• _About this task_:
When a line of the records contains "below", copy it.

┄┄┄┄┄┄

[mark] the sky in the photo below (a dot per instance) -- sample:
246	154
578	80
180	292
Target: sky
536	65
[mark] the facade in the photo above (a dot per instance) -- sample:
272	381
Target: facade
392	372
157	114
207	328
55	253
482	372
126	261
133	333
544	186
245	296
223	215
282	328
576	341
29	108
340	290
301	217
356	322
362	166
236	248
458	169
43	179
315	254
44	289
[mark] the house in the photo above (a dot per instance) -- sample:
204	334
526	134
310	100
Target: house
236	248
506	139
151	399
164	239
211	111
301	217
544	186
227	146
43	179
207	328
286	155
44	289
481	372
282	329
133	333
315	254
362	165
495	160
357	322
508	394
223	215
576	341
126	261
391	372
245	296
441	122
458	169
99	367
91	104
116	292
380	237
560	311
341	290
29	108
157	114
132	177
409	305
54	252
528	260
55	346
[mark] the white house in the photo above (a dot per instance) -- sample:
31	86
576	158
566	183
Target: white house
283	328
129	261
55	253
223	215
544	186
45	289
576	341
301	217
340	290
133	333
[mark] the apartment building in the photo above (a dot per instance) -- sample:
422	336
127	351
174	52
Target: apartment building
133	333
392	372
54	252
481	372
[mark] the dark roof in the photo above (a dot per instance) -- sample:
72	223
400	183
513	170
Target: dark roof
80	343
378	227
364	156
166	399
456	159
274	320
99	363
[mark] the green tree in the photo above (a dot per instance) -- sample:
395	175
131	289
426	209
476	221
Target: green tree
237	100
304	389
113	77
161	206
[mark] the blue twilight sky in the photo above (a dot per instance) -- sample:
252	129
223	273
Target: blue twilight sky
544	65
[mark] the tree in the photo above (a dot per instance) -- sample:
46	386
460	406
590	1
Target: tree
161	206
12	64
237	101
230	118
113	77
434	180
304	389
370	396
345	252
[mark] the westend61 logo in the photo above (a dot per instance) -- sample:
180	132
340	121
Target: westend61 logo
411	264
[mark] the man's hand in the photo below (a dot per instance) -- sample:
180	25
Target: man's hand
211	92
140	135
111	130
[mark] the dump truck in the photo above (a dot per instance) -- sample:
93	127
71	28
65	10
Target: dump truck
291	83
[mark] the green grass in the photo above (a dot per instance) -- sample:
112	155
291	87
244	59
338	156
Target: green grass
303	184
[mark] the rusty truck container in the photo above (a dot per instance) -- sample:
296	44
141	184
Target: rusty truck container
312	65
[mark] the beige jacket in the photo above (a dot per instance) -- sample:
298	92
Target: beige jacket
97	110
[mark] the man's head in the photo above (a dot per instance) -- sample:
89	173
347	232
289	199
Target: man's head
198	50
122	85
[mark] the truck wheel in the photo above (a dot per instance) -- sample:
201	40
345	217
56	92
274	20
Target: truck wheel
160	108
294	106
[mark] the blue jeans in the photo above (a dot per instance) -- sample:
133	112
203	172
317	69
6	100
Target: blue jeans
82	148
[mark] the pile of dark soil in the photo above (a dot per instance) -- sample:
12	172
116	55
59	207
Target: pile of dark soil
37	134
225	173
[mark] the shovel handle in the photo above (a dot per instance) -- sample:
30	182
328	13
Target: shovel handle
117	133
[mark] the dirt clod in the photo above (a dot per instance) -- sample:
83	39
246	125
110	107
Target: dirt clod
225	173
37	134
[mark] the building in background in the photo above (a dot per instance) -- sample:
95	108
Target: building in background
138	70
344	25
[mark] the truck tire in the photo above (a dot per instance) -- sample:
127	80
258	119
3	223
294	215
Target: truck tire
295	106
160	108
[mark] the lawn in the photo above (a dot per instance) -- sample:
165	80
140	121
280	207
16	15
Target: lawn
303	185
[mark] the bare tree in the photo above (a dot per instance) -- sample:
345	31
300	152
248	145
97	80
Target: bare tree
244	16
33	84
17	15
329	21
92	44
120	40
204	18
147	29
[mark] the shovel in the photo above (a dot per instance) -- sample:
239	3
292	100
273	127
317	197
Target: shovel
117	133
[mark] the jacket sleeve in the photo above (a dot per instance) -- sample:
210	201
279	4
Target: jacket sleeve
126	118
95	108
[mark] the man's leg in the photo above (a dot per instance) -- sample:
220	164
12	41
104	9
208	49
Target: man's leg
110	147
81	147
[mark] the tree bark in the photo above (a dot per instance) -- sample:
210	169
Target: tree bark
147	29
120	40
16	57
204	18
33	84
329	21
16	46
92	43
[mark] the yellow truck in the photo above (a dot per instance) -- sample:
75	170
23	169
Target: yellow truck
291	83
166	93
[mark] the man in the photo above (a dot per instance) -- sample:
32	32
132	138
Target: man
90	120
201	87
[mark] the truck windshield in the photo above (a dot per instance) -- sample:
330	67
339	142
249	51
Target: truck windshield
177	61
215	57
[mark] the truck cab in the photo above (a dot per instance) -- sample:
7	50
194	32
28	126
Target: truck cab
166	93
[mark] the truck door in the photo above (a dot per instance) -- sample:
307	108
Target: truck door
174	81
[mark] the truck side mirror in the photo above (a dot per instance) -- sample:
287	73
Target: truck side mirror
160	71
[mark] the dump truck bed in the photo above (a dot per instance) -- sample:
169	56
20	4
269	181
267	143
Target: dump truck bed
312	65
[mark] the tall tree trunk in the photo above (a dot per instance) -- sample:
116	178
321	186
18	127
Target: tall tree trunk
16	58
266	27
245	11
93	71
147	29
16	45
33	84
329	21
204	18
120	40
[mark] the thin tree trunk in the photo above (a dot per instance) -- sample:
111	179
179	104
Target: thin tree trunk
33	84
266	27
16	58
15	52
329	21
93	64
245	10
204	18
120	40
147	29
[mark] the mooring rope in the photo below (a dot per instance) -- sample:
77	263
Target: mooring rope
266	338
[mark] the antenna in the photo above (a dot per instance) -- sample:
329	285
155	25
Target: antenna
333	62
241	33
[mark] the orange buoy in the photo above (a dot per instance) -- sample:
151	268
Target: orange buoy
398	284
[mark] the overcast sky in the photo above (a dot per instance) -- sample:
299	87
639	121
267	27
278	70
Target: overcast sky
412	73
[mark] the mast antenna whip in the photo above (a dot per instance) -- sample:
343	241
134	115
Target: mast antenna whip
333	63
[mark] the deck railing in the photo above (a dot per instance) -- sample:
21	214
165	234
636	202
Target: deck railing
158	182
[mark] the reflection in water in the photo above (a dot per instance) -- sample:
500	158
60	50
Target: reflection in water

┄┄┄┄┄┄

• _Your response_:
[mark] the sky in the photo below (a dot per instance) -- sample:
[mark] the man's hand in the photo below (a dot per instance) -- sample:
[mark] the mooring rope in the photo below (a dot per instance) -- sample:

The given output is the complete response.